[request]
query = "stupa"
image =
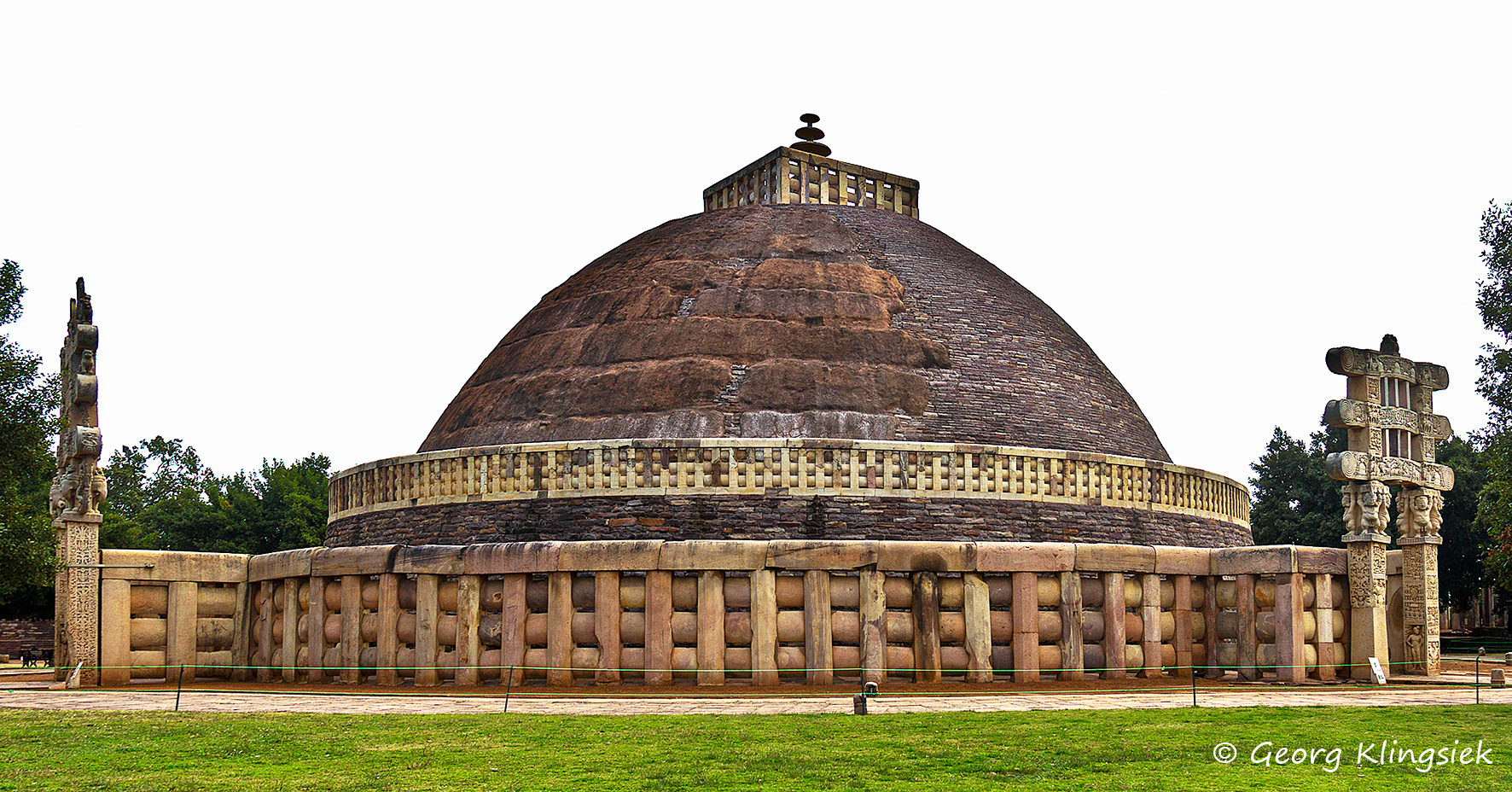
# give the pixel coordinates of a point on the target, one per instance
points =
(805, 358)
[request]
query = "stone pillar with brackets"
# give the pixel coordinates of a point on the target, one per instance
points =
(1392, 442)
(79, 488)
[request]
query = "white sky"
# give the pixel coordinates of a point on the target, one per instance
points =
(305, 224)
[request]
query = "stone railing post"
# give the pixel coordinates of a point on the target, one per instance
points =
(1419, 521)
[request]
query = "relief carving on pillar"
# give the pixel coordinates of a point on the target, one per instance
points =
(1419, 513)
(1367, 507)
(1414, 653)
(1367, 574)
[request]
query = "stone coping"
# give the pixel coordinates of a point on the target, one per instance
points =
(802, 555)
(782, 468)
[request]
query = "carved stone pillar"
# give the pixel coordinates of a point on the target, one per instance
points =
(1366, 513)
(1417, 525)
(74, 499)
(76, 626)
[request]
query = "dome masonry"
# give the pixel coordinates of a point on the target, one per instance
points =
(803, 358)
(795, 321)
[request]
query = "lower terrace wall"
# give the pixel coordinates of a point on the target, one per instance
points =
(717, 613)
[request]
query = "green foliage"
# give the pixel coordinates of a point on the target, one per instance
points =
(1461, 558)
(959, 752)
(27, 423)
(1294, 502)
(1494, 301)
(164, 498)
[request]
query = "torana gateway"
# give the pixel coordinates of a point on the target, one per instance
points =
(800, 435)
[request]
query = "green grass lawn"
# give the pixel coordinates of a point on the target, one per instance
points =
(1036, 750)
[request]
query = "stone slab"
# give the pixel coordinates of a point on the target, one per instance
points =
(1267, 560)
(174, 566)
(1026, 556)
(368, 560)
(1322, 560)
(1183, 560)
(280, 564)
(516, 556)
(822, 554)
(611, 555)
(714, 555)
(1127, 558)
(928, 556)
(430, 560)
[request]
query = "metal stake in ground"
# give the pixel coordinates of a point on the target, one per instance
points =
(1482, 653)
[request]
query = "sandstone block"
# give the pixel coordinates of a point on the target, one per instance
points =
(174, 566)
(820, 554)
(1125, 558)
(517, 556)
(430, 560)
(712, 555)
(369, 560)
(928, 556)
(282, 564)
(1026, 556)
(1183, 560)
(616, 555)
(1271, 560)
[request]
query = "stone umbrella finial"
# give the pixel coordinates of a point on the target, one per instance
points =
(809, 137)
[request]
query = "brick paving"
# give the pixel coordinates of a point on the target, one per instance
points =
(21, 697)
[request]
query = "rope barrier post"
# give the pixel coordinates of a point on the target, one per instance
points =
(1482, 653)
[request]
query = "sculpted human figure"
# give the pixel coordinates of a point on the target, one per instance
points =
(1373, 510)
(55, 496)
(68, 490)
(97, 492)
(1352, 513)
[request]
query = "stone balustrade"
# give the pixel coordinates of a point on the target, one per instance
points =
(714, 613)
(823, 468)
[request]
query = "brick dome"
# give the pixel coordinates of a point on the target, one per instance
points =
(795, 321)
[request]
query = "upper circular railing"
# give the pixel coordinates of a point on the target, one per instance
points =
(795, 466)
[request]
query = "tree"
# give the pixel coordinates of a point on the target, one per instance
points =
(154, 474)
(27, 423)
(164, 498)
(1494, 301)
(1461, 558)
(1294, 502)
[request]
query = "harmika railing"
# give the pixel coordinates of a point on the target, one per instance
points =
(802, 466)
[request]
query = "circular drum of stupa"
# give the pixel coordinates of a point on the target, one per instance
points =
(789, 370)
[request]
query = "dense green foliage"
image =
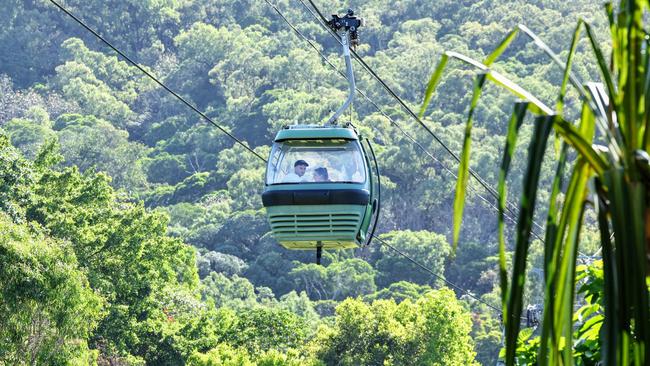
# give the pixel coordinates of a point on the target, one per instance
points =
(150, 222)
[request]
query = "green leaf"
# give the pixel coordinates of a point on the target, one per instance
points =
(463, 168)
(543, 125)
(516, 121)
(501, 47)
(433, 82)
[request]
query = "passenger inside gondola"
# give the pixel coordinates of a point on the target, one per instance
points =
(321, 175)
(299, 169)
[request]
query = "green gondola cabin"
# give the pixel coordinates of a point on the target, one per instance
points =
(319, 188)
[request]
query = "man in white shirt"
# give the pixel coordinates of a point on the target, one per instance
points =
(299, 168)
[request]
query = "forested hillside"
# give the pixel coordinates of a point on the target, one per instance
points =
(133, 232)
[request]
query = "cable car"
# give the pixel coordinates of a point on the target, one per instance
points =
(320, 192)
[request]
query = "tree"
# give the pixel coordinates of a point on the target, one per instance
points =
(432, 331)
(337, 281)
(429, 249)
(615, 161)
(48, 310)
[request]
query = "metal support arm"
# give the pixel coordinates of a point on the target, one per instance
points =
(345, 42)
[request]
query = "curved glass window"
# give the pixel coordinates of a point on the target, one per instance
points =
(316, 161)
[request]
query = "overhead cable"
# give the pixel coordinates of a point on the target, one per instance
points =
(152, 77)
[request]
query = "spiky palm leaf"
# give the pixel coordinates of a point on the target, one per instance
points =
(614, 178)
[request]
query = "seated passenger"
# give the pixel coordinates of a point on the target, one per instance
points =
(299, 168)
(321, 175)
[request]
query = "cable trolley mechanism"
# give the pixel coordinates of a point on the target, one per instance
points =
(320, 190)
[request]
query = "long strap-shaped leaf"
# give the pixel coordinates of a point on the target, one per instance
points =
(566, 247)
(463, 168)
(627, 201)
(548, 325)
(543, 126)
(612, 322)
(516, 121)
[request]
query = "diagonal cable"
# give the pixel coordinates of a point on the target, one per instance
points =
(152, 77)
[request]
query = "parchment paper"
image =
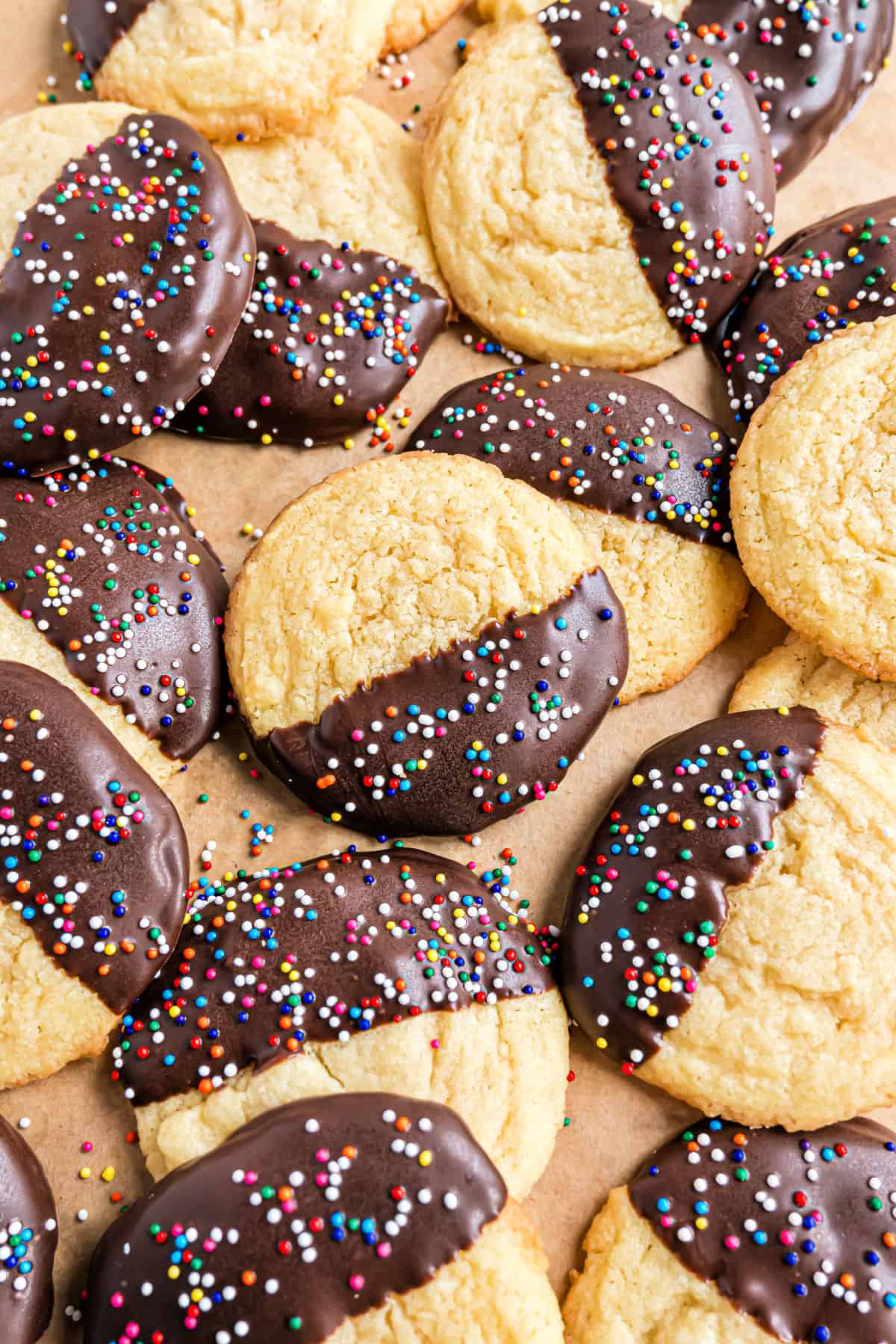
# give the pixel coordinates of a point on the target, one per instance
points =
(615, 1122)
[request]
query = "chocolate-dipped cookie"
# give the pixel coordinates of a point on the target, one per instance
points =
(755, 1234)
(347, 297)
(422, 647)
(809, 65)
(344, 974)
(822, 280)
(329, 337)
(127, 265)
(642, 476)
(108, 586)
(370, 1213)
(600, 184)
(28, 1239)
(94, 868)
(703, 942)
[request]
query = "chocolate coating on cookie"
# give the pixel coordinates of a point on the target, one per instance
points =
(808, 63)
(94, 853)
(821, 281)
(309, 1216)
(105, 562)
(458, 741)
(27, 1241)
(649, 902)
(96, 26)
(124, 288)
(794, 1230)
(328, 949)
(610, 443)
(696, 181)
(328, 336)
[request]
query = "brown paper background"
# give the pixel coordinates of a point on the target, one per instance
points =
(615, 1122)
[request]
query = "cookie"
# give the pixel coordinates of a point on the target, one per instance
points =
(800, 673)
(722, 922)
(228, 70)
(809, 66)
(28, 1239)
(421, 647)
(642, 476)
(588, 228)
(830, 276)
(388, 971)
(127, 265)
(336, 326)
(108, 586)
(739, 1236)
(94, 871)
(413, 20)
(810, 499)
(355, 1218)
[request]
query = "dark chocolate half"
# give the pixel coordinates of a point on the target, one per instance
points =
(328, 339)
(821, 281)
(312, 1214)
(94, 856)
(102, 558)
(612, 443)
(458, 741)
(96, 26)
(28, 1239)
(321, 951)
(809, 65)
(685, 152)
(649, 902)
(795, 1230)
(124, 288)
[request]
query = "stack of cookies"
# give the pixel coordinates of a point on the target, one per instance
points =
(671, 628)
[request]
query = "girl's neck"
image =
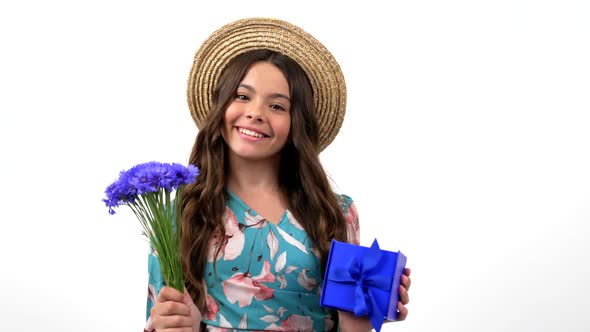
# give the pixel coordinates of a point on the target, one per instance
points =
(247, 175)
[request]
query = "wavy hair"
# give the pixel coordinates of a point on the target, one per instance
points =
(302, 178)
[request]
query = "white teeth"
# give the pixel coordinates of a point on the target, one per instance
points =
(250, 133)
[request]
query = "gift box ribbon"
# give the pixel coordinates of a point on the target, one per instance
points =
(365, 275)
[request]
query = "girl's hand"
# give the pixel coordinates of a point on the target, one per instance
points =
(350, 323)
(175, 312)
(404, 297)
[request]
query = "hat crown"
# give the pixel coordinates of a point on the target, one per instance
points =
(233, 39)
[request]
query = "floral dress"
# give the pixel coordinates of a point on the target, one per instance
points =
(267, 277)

———

* [DIRECTIONS]
Filter the data down to the lines that contain the string "passenger", and copy them.

* [SOLUTION]
query = "passenger inside gondola"
query = "seated passenger"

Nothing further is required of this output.